* [Instructions to follow] Convert every line of the data below into a numbered list, leaving out any blank lines.

* [Supplied records]
★ ★ ★ ★ ★ ★ ★

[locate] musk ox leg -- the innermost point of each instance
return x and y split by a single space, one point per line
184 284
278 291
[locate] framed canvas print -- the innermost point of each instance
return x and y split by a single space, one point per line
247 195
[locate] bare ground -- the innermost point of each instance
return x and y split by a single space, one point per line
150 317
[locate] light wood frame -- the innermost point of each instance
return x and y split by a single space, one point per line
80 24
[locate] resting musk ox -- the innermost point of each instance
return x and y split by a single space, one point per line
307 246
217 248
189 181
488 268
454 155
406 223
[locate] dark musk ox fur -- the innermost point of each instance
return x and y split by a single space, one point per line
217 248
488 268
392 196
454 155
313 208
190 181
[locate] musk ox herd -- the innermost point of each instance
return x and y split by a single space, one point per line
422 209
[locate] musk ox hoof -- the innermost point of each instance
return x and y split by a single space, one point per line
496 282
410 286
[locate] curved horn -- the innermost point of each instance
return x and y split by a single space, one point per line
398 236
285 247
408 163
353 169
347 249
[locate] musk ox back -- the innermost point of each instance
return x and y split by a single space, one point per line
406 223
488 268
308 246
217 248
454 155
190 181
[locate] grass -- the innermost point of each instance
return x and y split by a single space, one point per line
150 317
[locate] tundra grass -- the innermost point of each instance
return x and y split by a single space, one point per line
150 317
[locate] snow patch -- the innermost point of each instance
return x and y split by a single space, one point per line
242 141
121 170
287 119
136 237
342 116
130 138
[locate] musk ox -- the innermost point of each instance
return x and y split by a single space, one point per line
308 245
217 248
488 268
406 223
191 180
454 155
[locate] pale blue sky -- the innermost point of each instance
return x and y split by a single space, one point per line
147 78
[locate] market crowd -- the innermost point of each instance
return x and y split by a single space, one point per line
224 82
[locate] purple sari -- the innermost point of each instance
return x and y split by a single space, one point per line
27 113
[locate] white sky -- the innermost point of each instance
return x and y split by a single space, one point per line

★ ★ ★ ★ ★ ★ ★

* [Problem solution]
1. [locate] musk ox leg -- the innermost point of each instance
2. return x and y split by a single space, one point per line
3. 184 284
4. 278 291
5. [locate] framed canvas print -- the innermost point of each instance
6. return x and y split by a single space, one point per line
7. 247 195
8. [locate] bare ground -- the innermost point of each instance
9. return x and y split by a single space, one point per line
10. 150 317
11. [locate] light wood frame -- the innermost point of each instance
12. return x and y split by a single space, one point per line
13. 80 24
14. [locate] resting musk ox -- the innermost point of each instance
15. return x and y split by a single space, one point per line
16. 307 246
17. 217 248
18. 189 181
19. 488 268
20. 454 155
21. 406 223
22. [locate] dark musk ox fur -- the innermost point of each instance
23. return x and y split by a single space, one point per line
24. 217 248
25. 488 268
26. 392 196
27. 454 155
28. 313 208
29. 190 181
30. [locate] musk ox herd -- the innermost point of each instance
31. return x and y split by a single space, one point per line
32. 422 209
33. [locate] musk ox hoof -- the innermost point of each instance
34. return x and y split by a single space, one point per line
35. 496 282
36. 410 286
37. [locate] curved horn -- the innermost point of each instance
38. return x and y split by a single space, one point per line
39. 398 236
40. 285 247
41. 408 163
42. 353 169
43. 347 249
44. [locate] musk ox back -- the innermost point of each instance
45. return x and y split by a single space, one point per line
46. 406 223
47. 488 268
48. 308 246
49. 217 248
50. 454 155
51. 190 181
52. [locate] grass -- the innermost point of each instance
53. return x and y split by a single space, one point per line
54. 150 317
55. [locate] tundra grass -- the innermost point of each instance
56. return x and y split by a single space, one point per line
57. 150 317
58. [locate] snow patch -- the innermost point of each instance
59. return x and y split by a single space, one point per line
60. 242 141
61. 121 170
62. 287 119
63. 136 237
64. 342 116
65. 130 138
66. [locate] musk ox -- the innermost point of each instance
67. return x and y split by a single space, one point per line
68. 308 245
69. 217 248
70. 488 268
71. 406 223
72. 191 180
73. 454 155
74. [locate] pale blue sky -- the innermost point of each instance
75. return x and y split by a single space, one point per line
76. 147 78
77. [locate] market crowd -- the innermost point of each instance
78. return x and y split by a single space, one point per line
79. 224 82
80. [locate] purple sari -- the innermost point of each instance
81. return x and y split by a single space, one point per line
82. 27 113
83. [locate] white sky -- the innermost point of each instance
84. return x and y split by a single space, one point per line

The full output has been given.